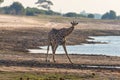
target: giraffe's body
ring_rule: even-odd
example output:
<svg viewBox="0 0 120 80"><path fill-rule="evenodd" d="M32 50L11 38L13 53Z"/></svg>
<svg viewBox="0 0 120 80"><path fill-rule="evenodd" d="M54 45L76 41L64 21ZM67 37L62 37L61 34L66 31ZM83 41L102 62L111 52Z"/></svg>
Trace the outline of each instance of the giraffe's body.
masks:
<svg viewBox="0 0 120 80"><path fill-rule="evenodd" d="M56 49L59 45L62 45L64 48L64 51L69 59L69 61L72 63L72 61L70 60L67 50L66 50L66 37L72 33L72 31L74 30L74 26L77 25L78 23L75 22L71 22L72 26L70 28L62 28L62 29L52 29L49 33L48 33L48 49L47 49L47 56L46 56L46 61L47 61L47 57L48 57L48 51L49 51L49 46L52 47L52 52L53 52L53 61L55 62L55 52Z"/></svg>

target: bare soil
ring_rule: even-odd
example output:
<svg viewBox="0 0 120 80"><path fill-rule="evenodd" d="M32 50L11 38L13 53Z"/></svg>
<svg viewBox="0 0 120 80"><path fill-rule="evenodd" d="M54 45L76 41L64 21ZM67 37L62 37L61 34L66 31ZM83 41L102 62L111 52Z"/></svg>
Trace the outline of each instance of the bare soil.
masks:
<svg viewBox="0 0 120 80"><path fill-rule="evenodd" d="M56 55L48 63L45 54L27 53L28 48L47 45L47 33L52 28L68 28L73 19L43 18L0 15L0 71L51 72L51 73L96 73L99 76L114 76L120 79L120 70L81 69L81 65L120 66L120 57L105 55L70 55L72 66L65 55ZM120 35L119 20L77 19L79 25L67 37L68 45L91 43L89 36ZM103 80L102 78L100 78ZM100 80L99 79L99 80ZM87 80L87 79L86 79ZM93 80L93 79L92 79Z"/></svg>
....
List each line in the items above that contains the string "Trace", copying the whole line. Case counts.

§ **Result for this task**:
Trace the outline of each instance of the giraffe's body.
Trace the outline of each instance of the bare soil.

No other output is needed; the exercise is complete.